# YOUR OBJECTIVE
Return every line of the material that contains the word "blue".

Collected data:
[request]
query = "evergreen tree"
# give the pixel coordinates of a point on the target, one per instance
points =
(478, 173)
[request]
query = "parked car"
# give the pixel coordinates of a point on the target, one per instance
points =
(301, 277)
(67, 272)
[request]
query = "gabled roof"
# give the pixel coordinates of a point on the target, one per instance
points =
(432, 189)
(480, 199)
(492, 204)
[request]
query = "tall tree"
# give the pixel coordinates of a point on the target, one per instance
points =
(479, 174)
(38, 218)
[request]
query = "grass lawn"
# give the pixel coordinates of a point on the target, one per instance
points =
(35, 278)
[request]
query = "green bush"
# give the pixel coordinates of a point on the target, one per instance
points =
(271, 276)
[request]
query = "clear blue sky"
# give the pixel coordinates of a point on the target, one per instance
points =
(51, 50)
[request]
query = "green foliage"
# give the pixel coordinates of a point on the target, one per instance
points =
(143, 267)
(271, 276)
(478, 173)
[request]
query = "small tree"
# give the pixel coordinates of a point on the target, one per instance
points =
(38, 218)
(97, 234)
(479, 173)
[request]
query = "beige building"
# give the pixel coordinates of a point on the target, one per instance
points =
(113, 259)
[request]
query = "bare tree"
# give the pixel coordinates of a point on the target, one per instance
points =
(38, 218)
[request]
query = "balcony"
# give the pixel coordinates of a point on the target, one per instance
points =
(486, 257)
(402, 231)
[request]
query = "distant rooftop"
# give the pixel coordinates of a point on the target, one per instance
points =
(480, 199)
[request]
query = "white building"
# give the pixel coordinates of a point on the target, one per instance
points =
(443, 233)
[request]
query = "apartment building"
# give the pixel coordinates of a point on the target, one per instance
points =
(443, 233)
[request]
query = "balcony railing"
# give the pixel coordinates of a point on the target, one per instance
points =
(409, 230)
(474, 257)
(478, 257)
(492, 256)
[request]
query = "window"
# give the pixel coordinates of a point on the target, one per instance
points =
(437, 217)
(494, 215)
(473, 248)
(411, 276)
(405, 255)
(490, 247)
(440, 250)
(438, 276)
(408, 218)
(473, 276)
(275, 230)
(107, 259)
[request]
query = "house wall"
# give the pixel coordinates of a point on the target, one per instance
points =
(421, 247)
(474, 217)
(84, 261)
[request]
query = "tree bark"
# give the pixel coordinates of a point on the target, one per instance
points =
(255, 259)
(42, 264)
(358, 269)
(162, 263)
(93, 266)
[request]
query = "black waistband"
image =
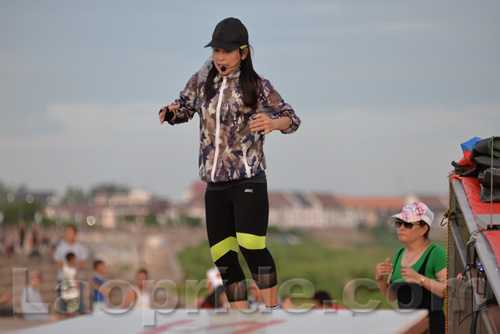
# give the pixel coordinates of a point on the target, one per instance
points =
(259, 178)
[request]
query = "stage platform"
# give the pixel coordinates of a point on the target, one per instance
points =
(234, 322)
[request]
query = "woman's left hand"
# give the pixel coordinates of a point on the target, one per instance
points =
(265, 124)
(410, 275)
(261, 122)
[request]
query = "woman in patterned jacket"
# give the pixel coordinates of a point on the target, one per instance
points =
(237, 108)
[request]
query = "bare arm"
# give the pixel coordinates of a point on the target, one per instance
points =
(59, 265)
(384, 270)
(436, 287)
(263, 123)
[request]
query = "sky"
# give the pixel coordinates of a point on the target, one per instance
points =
(386, 90)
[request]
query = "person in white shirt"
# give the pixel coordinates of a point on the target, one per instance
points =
(69, 244)
(138, 297)
(32, 304)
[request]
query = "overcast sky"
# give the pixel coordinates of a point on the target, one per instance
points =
(386, 90)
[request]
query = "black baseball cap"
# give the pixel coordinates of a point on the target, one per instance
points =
(229, 34)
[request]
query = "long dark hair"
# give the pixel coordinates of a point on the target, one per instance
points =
(249, 82)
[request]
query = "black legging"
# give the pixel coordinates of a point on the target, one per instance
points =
(238, 216)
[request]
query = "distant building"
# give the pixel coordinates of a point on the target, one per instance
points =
(319, 210)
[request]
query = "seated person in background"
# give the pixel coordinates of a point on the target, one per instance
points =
(32, 304)
(416, 277)
(6, 311)
(99, 293)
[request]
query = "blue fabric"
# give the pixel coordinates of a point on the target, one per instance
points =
(98, 297)
(469, 145)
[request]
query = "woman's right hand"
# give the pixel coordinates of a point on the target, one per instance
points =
(163, 112)
(383, 269)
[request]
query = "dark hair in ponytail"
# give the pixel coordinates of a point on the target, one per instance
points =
(249, 82)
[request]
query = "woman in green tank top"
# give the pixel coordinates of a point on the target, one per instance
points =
(416, 277)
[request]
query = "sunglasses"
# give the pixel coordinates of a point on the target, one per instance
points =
(407, 225)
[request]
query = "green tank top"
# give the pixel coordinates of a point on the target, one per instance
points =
(435, 263)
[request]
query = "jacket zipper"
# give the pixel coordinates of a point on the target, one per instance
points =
(217, 126)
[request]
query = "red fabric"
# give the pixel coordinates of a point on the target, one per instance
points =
(473, 192)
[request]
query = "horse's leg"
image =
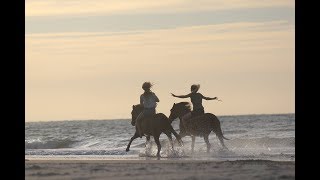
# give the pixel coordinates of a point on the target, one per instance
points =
(148, 140)
(168, 133)
(178, 137)
(192, 144)
(206, 139)
(156, 139)
(135, 136)
(222, 143)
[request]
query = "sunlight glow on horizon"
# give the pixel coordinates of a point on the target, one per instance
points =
(83, 75)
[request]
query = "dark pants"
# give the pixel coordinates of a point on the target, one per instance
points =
(145, 113)
(197, 112)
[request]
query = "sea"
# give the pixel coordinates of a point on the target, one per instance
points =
(252, 137)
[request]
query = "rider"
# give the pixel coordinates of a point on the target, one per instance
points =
(149, 102)
(196, 99)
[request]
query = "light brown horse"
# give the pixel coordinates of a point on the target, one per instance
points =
(153, 126)
(198, 126)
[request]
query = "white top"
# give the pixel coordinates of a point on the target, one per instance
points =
(149, 101)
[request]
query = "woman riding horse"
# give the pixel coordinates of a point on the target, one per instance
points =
(197, 126)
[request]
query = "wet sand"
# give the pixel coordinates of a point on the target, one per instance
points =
(158, 169)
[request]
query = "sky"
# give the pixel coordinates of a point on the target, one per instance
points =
(88, 59)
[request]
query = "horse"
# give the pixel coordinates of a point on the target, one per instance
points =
(153, 126)
(197, 126)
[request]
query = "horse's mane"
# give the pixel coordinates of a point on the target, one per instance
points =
(138, 106)
(186, 105)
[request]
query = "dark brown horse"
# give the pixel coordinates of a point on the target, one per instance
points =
(197, 126)
(153, 126)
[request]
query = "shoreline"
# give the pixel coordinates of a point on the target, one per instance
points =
(158, 169)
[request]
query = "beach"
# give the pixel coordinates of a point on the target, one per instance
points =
(151, 168)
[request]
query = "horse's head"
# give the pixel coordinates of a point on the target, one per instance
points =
(136, 110)
(179, 110)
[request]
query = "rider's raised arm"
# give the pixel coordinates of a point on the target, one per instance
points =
(141, 100)
(208, 98)
(156, 97)
(181, 96)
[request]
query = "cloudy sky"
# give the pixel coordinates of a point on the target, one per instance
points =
(88, 59)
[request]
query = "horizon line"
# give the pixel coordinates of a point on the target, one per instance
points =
(130, 118)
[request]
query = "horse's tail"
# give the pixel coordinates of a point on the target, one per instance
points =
(176, 135)
(217, 129)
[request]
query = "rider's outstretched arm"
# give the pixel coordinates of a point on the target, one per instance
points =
(209, 98)
(181, 96)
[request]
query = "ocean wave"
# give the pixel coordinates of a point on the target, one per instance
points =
(51, 144)
(263, 142)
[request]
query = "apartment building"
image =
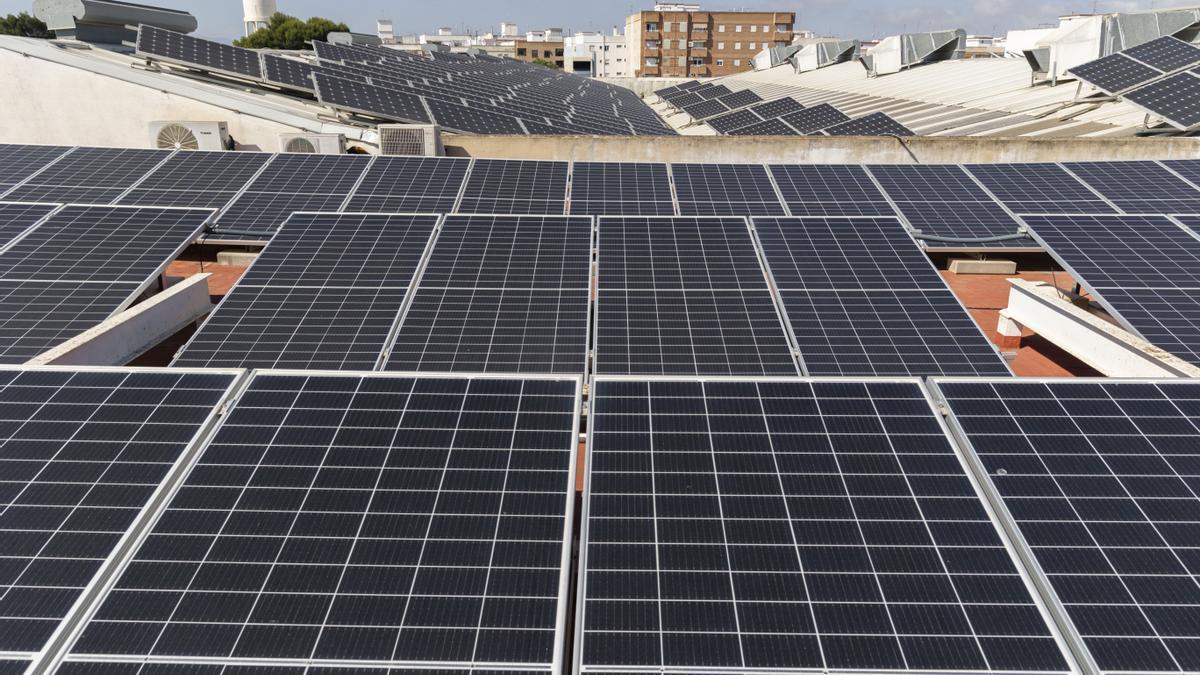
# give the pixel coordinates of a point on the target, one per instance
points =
(684, 41)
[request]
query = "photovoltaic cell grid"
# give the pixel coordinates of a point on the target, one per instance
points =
(156, 42)
(1099, 479)
(685, 296)
(725, 190)
(1115, 73)
(388, 519)
(18, 162)
(83, 453)
(789, 525)
(409, 185)
(1175, 99)
(513, 186)
(863, 299)
(1038, 189)
(197, 179)
(291, 184)
(502, 294)
(16, 217)
(89, 175)
(325, 293)
(943, 201)
(829, 190)
(621, 189)
(1143, 268)
(1139, 187)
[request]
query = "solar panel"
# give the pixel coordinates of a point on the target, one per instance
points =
(502, 294)
(792, 525)
(369, 99)
(366, 519)
(1115, 73)
(89, 175)
(103, 244)
(1139, 187)
(943, 201)
(18, 162)
(16, 217)
(177, 47)
(725, 190)
(325, 293)
(409, 185)
(1097, 478)
(197, 179)
(621, 189)
(37, 316)
(768, 127)
(514, 186)
(685, 296)
(1167, 53)
(863, 299)
(1039, 189)
(475, 120)
(833, 190)
(731, 121)
(292, 73)
(84, 452)
(778, 108)
(815, 118)
(1141, 268)
(1174, 99)
(291, 184)
(875, 124)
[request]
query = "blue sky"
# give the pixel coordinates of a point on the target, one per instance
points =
(846, 18)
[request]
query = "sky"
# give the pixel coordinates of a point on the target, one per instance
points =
(844, 18)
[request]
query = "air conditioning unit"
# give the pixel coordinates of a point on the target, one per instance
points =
(313, 143)
(190, 135)
(420, 139)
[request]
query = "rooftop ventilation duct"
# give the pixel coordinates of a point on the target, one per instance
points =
(910, 49)
(821, 54)
(1083, 39)
(105, 22)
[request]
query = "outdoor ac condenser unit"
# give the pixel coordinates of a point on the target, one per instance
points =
(313, 143)
(419, 139)
(190, 135)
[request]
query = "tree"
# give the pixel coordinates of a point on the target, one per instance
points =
(289, 33)
(24, 24)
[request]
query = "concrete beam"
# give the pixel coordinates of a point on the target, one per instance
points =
(1051, 314)
(132, 333)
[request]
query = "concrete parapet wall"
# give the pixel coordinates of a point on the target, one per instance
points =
(820, 149)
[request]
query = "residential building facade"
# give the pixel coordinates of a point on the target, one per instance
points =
(684, 41)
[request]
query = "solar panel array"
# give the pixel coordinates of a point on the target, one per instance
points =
(79, 267)
(501, 294)
(1144, 269)
(325, 294)
(1098, 479)
(862, 298)
(685, 296)
(84, 453)
(361, 519)
(792, 525)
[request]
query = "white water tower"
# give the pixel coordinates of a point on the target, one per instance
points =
(257, 13)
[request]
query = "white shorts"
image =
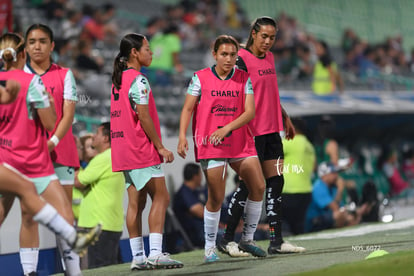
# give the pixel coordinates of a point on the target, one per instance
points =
(207, 164)
(140, 177)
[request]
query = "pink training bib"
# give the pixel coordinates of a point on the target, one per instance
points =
(23, 143)
(131, 148)
(262, 73)
(222, 101)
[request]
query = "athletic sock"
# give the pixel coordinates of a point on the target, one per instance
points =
(70, 258)
(155, 244)
(49, 217)
(252, 212)
(235, 211)
(274, 187)
(29, 258)
(211, 222)
(137, 249)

# THE COMPLETED TASK
query = "clear blue sky"
query = "blue fabric"
query = "blue sky"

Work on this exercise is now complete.